**EXERCISE DIRECTIONS:** Please copy out exactly the lines of the data below, everything from the line containing "Where can the knuckle" down to the line containing "[[163, 212]]", with both of those lines included.

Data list
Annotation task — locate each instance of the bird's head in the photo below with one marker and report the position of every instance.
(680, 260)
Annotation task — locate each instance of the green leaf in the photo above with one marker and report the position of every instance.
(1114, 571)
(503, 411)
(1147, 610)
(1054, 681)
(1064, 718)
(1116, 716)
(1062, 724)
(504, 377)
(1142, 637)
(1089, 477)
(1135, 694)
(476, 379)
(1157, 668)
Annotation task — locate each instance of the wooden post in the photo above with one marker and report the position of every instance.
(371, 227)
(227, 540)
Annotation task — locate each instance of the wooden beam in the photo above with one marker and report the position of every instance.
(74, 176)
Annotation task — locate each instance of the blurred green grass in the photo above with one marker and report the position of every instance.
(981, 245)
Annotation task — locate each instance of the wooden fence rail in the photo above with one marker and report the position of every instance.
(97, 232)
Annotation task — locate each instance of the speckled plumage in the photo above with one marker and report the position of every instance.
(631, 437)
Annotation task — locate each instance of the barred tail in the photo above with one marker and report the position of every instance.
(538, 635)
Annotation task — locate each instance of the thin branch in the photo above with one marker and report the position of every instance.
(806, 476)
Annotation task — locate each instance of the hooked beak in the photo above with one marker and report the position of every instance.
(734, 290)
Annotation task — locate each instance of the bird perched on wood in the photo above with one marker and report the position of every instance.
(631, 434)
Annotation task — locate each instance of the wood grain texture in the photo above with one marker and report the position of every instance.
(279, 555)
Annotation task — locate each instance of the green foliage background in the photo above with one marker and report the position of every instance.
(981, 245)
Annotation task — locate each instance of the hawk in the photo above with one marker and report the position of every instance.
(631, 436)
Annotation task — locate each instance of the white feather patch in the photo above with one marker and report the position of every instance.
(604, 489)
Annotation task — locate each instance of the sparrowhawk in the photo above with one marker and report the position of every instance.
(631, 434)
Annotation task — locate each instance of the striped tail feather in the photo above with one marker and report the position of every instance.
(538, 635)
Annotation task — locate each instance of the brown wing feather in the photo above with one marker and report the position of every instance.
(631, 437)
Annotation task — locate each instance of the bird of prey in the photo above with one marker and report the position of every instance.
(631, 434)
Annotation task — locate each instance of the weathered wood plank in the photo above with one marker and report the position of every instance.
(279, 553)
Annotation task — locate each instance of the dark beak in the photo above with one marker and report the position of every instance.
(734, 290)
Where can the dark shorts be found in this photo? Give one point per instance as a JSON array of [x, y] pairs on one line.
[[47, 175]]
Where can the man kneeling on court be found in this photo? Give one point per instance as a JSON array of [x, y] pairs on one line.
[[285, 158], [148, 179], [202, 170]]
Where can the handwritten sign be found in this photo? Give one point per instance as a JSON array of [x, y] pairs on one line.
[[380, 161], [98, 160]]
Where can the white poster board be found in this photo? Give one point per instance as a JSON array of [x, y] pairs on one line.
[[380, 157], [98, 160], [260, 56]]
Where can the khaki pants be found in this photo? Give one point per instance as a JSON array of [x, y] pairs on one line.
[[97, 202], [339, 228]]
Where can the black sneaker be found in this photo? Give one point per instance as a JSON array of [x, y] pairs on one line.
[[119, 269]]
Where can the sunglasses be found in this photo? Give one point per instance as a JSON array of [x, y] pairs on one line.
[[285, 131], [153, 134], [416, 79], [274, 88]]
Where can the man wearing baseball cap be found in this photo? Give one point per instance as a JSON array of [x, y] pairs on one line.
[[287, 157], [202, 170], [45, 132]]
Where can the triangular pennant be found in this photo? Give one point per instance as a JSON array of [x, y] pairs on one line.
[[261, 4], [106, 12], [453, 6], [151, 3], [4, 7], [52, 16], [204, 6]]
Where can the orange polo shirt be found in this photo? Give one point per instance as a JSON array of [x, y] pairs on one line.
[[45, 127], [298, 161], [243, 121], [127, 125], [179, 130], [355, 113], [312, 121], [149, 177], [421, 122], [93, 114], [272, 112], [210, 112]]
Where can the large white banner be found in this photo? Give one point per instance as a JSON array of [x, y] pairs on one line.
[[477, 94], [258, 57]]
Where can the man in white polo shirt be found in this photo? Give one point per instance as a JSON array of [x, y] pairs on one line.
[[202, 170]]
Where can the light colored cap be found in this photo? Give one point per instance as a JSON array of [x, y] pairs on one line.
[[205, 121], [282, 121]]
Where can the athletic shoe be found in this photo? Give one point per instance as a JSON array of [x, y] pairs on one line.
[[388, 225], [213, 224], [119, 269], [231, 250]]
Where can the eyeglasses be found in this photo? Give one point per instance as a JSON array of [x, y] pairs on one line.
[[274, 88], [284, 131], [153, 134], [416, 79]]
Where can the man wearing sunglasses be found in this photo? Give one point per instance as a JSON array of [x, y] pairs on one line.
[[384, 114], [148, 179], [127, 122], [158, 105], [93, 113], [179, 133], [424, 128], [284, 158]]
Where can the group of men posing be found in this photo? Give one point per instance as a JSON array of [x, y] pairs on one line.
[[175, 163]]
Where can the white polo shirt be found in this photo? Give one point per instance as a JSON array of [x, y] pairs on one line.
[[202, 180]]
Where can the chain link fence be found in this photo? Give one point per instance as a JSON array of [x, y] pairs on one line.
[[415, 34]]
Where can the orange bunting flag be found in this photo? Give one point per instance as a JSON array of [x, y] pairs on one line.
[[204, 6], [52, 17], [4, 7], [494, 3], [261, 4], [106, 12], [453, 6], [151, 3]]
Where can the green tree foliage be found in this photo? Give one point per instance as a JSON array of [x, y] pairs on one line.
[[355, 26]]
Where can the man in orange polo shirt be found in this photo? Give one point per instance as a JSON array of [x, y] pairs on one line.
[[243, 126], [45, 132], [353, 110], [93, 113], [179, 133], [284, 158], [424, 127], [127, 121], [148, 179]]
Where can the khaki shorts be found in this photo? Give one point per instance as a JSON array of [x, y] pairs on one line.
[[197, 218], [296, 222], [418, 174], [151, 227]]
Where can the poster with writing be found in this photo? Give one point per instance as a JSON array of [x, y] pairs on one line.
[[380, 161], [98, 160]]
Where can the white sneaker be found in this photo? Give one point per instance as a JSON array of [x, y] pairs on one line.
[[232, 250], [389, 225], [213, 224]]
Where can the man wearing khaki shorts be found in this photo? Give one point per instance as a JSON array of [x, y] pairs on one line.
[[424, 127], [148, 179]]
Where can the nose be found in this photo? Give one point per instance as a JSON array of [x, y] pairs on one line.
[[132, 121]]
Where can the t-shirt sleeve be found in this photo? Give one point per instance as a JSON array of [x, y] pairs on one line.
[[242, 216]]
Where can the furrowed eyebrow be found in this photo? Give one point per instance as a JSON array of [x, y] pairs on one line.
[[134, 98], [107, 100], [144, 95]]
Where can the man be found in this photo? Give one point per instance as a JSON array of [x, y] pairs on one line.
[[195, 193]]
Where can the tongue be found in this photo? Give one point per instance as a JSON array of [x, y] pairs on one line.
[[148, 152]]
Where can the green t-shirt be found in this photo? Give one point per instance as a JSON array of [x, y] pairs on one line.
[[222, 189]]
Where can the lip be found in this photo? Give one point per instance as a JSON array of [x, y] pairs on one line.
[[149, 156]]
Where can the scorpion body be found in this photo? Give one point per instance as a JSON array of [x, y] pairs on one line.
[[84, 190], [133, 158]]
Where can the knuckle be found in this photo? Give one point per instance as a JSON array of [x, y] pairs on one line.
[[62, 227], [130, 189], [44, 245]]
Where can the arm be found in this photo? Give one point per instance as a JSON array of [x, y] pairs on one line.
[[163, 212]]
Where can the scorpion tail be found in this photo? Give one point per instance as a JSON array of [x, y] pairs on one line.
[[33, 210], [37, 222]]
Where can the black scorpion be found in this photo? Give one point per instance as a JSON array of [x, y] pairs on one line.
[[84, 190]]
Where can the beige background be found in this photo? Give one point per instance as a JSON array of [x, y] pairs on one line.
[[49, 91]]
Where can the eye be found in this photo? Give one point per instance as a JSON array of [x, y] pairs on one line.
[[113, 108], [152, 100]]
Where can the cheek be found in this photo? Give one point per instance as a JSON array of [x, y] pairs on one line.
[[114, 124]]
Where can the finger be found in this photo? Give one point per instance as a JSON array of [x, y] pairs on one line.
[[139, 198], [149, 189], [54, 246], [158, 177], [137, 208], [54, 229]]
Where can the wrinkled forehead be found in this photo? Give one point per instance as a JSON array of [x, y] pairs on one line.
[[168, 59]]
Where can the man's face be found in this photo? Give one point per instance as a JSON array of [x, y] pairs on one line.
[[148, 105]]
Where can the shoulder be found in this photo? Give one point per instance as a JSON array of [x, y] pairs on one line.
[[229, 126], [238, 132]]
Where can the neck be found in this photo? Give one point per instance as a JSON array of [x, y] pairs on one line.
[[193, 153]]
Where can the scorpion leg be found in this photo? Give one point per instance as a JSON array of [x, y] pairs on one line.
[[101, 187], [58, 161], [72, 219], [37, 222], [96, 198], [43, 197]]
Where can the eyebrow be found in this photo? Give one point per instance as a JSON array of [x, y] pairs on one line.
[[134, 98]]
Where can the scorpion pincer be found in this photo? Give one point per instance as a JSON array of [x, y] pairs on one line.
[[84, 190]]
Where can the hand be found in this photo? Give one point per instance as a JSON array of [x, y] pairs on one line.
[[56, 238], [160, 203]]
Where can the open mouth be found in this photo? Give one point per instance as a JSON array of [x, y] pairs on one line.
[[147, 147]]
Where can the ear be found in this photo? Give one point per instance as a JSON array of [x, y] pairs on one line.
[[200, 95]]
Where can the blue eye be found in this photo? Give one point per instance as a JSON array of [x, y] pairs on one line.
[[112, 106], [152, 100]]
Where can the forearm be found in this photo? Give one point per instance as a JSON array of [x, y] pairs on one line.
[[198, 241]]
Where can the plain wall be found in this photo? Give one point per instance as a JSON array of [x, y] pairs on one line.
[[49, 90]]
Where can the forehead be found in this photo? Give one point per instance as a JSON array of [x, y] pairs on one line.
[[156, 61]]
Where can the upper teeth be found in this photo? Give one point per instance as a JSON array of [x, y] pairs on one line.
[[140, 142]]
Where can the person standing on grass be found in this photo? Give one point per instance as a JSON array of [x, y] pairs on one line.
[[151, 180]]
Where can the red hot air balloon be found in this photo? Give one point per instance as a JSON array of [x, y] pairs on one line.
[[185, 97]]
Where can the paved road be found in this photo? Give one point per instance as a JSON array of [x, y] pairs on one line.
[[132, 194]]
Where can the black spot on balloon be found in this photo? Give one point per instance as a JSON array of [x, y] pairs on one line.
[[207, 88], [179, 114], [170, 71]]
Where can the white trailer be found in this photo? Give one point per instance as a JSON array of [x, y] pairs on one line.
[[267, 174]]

**THE SOLUTION:**
Where can the knuckle be found in this photo? Give one point per instance as a JSON array of [x, y] pairs on one line.
[[62, 227], [130, 189], [44, 245]]
Where can the arm be found in this photo? Give one point per instance as a JSON array of [x, y] pairs on one line.
[[163, 212]]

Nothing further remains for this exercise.